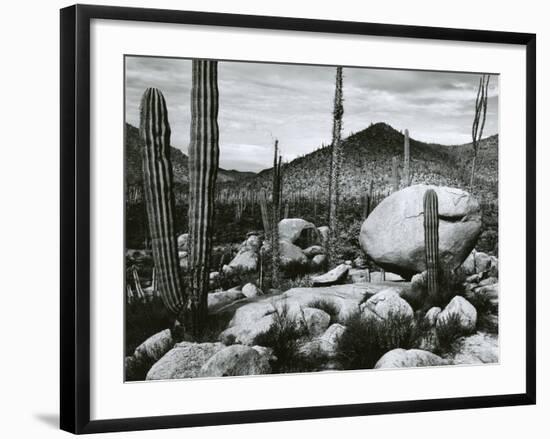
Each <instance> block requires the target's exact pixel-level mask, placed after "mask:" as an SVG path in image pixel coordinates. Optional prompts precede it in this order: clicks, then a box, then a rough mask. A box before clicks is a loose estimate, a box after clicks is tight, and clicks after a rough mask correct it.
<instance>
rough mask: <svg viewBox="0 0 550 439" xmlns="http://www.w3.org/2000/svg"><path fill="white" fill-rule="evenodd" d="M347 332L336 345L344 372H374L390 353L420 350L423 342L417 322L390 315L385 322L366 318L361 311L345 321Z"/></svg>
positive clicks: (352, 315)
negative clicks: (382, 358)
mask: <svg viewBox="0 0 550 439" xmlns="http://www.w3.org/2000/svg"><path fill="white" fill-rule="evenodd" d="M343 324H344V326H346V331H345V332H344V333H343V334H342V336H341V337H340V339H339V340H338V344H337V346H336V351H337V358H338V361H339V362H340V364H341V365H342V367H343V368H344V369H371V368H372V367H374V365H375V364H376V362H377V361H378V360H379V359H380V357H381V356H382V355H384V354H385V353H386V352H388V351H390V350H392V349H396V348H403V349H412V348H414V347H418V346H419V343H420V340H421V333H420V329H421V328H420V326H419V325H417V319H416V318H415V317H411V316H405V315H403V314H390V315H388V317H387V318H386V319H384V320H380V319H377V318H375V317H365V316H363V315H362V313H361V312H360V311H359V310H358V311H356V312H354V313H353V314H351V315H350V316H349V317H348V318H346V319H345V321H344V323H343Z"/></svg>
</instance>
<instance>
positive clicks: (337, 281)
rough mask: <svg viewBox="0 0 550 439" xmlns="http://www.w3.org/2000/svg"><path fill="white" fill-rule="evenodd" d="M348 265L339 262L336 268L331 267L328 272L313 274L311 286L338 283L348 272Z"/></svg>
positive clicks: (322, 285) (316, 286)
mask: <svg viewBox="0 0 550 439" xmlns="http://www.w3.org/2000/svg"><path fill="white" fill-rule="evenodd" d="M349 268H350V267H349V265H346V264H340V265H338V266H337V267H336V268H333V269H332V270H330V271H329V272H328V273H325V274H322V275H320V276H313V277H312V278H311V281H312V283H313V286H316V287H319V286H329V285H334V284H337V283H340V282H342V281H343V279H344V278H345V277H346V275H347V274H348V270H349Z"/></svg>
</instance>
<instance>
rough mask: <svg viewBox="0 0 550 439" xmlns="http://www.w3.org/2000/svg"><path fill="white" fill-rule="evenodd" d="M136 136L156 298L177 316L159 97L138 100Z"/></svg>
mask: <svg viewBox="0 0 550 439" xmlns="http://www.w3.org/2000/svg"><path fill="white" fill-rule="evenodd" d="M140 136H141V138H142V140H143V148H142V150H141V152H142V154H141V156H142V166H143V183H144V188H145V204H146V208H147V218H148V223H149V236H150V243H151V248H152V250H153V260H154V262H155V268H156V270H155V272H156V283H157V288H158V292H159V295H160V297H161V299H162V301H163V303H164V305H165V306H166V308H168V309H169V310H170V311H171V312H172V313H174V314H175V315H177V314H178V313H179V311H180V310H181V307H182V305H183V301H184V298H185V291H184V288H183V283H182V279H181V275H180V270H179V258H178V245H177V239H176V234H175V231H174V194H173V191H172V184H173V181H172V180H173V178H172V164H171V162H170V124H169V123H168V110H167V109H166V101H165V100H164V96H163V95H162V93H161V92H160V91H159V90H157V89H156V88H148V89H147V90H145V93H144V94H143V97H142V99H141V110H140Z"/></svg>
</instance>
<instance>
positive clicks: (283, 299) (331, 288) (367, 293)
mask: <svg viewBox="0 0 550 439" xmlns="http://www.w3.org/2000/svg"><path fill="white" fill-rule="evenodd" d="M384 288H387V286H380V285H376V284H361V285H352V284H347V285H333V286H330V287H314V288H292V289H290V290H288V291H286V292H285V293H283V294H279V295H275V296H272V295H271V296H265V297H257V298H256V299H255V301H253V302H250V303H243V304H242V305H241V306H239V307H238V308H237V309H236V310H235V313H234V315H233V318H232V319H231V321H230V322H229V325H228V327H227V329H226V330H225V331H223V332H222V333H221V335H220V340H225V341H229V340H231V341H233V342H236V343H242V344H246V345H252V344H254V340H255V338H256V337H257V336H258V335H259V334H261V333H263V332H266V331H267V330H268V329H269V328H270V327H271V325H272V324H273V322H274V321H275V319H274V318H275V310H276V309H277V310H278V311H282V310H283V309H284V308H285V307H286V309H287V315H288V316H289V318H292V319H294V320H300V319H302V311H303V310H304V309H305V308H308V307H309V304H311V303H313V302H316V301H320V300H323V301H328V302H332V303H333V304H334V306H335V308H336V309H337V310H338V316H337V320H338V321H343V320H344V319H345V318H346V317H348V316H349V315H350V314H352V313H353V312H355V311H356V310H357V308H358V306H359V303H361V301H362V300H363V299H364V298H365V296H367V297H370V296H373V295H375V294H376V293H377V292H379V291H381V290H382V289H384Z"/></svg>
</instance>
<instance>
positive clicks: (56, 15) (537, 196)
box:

========

> TASK ITEM
Render the stretch of the listing from its start through the line containing "positive clicks: (352, 315)" as a Markdown table with the columns Row and Line, numbering each line and skipping blank ones. Leave the pictures out of the table.

> RESULT OF THE EXERCISE
| Row | Line |
|---|---|
| 1 | Each <instance> block requires the target's exact pixel-level mask, placed after "mask:" as an SVG path in image pixel coordinates. Optional prompts precede it in this order: clicks, then a box, then a rough mask. A box before clicks is a loose estimate, a box after clicks is tight, and clicks after a rough mask correct it. |
| 2 | <instance> |
| 3 | rough mask: <svg viewBox="0 0 550 439" xmlns="http://www.w3.org/2000/svg"><path fill="white" fill-rule="evenodd" d="M347 332L336 345L344 372H374L390 353L420 350L423 342L417 322L390 315L385 322L366 318L361 311L345 321Z"/></svg> |
| 4 | positive clicks: (352, 315) |